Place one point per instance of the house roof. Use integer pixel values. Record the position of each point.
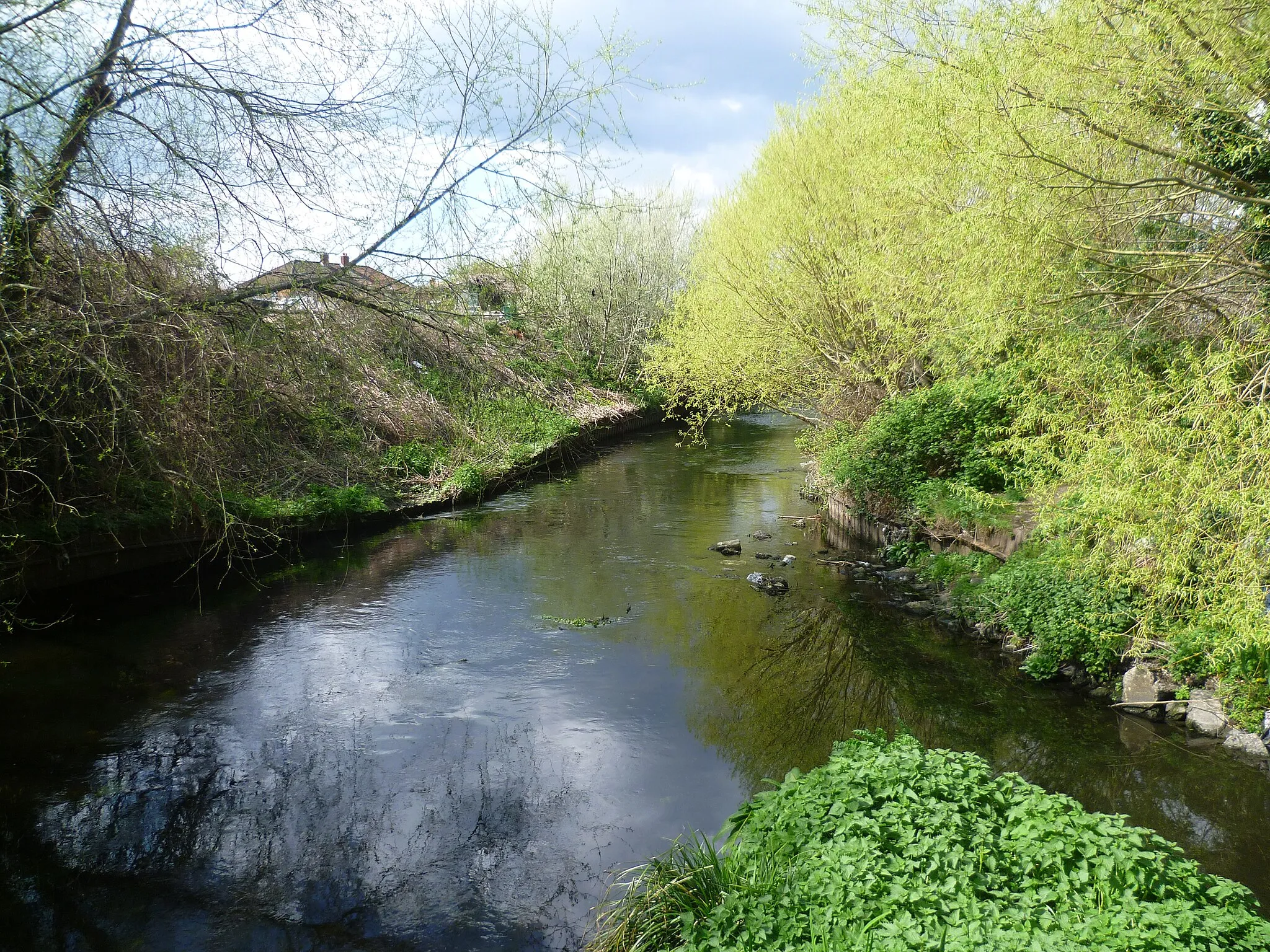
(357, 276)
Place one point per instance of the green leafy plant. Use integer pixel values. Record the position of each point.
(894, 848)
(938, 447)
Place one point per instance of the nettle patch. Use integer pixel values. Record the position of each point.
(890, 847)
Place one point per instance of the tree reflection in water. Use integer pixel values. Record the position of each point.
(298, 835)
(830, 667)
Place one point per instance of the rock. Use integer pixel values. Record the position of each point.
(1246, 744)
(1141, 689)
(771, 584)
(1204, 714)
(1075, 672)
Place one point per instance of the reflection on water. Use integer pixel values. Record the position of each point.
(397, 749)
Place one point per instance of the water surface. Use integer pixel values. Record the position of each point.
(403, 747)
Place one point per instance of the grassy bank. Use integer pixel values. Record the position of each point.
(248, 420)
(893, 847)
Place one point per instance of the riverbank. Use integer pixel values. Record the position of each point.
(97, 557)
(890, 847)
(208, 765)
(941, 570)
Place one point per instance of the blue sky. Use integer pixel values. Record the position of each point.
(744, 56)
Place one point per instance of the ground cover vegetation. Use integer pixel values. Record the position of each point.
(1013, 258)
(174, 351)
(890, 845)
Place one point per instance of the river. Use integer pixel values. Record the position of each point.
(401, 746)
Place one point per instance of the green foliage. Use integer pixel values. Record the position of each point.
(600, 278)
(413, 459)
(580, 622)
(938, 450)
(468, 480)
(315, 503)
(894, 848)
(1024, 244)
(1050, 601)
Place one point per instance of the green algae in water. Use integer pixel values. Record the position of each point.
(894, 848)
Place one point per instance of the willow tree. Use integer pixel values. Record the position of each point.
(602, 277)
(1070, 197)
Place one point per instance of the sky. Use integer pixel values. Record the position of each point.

★ ★ ★ ★ ★ ★ ★

▶ [TASK DIRECTIONS]: Every entry above should be printed again exactly, except for the pictures.

▶ [RESPONSE BOX]:
Place one point per instance of the house roof. Use integer pixel values. Record the position of each point.
(357, 276)
Place one point per instance of the green leafy plant. Use integer pixel values. Record the position of each point.
(894, 848)
(938, 447)
Place one point per instance of the nettle patch. Use integer pixel values. Record the position of each point.
(890, 847)
Place one point per instance of the tree reflection in water. Use integer pixel values. Record the position of each point.
(298, 835)
(830, 667)
Place one point per instance of the rock. Use integer pixel values. Record the position of each point.
(1246, 744)
(1141, 689)
(771, 584)
(1204, 714)
(1075, 672)
Place one point per instance of the reflection on water. Use integer pixel values. Record the position of each point.
(397, 749)
Place one point per instance of the water surface. Use integer pixel values. Record the position of each point.
(403, 747)
Place one point per instance of the grassy bank. Use integer pixel values. Record the position of each point.
(248, 420)
(893, 847)
Place one point per instance of the riverbank. Use integer pixel values. Record the position of each point.
(97, 557)
(890, 847)
(208, 765)
(941, 570)
Place one point per instance of the blue sky. Use integer pixel values. Record the position of each point.
(744, 56)
Place one point per instance of the ground cover vegetation. Use integer pixel values. Record the position of each point.
(1013, 258)
(174, 351)
(890, 845)
Place one point per instance of the river. Use integer pixel values. Record the position of each point.
(401, 746)
Place one point per instance of the green foliage. Use integer pixel values. Record the position of each point.
(600, 278)
(413, 459)
(580, 622)
(938, 450)
(468, 480)
(315, 503)
(894, 848)
(1024, 244)
(1050, 601)
Place one point per instance of the green algae in water. Use integer pixel values. Record the position of each point.
(894, 848)
Place one point per instance of the willow tree. Use integer pixel values. Record the position of each point.
(602, 277)
(1070, 197)
Place one point per instance of the sky. Use integer pixel values. Record the position of each point.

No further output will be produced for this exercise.